(MATERIAL FOR THIS TASK):
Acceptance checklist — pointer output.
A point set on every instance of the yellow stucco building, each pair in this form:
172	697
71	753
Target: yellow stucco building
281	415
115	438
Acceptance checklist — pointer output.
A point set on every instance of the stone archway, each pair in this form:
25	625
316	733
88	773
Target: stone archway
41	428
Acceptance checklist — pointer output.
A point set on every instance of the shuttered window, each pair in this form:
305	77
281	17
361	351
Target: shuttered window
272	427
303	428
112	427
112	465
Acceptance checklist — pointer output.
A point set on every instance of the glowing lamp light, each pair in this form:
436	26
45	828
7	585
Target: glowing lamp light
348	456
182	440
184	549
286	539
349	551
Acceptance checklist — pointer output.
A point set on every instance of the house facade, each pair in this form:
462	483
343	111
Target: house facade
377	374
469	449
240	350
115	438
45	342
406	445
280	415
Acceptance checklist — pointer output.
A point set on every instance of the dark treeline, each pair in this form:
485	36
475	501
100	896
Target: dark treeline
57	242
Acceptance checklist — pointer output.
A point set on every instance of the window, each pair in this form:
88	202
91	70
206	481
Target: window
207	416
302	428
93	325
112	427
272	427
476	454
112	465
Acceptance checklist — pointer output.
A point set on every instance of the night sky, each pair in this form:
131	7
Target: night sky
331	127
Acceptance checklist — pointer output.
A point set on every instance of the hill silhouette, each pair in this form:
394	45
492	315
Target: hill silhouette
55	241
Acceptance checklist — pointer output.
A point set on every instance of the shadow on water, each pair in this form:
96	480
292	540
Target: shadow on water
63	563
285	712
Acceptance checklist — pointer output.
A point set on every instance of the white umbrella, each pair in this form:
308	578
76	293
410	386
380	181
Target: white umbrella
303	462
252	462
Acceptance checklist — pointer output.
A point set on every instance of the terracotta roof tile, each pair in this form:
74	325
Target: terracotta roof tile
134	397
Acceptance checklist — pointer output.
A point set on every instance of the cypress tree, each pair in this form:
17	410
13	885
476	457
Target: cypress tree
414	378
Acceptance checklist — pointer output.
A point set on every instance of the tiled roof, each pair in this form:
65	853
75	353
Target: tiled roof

(SET PROBLEM):
All of the entries above need to be reproduced exactly.

(RESPONSE FOR THIS EXERCISE):
Acceptance checklist — pointer output.
A point set on every instance of the yellow stucco building, each pair in this form:
172	697
71	753
Target: yellow stucco building
281	415
115	438
Acceptance checklist — pointer output.
A point set on every instance of the stone archway, each pair in this form:
25	625
316	733
88	773
Target: stone archway
41	428
Acceptance checklist — pointer output.
A point set on every instance of the shuttered window, each pair in this form:
305	77
281	17
361	351
Target: shuttered window
272	427
303	428
112	427
112	465
Acceptance checklist — pointer output.
A point set on every instance of the glowing lamp light, each pair in this form:
436	26
45	828
7	585
Target: glowing lamp light
348	456
182	440
184	549
286	539
349	551
Acceptance checklist — pointer output.
A point set on every instance of the house facade, each pair in this form:
462	483
343	111
Target: house facade
377	374
469	449
240	350
115	438
45	342
406	445
280	415
Acceptance checklist — pointer output.
A point set on every instance of the dark treeline, each pair in this form:
485	36
475	501
100	896
Target: dark treeline
57	242
Acceptance checklist — pointer output.
A point set on every instance of the window, each pair in this form:
88	202
91	70
206	481
Target: window
207	416
302	428
93	325
112	427
272	427
476	454
112	465
Acceptance checklist — pointer output.
A point set on every instance of the night sky, each pair in this form:
131	7
Target: night sky
331	127
Acceptance checklist — pointer output.
A point set on every instance of the hill silhouette, each pair in this form:
394	45
492	315
Target: hill silhouette
55	241
Acceptance checklist — pointer output.
A point set on every instance of the shadow on water, each pair in this form:
96	480
292	540
Target: shadow on water
63	563
285	712
Acceptance checklist — pointer output.
A point set on every instance of the white umbrella, each pair in this form:
308	578
76	293
410	386
380	181
Target: white umbrella
303	462
252	462
Acceptance checklist — pointer output.
A point set on every instance of the terracotta roof tile, each pair in this form:
74	325
Target: terracotta roof tile
134	397
Acceptance checklist — pointer output.
A point set on every instance of the cypress tree, each pair in this form:
17	410
13	885
476	457
Target: cypress tree
414	378
Acceptance checklist — pointer output.
A point set on every instance of the tiled roof, each pair in this form:
65	853
75	353
Target: tiled roof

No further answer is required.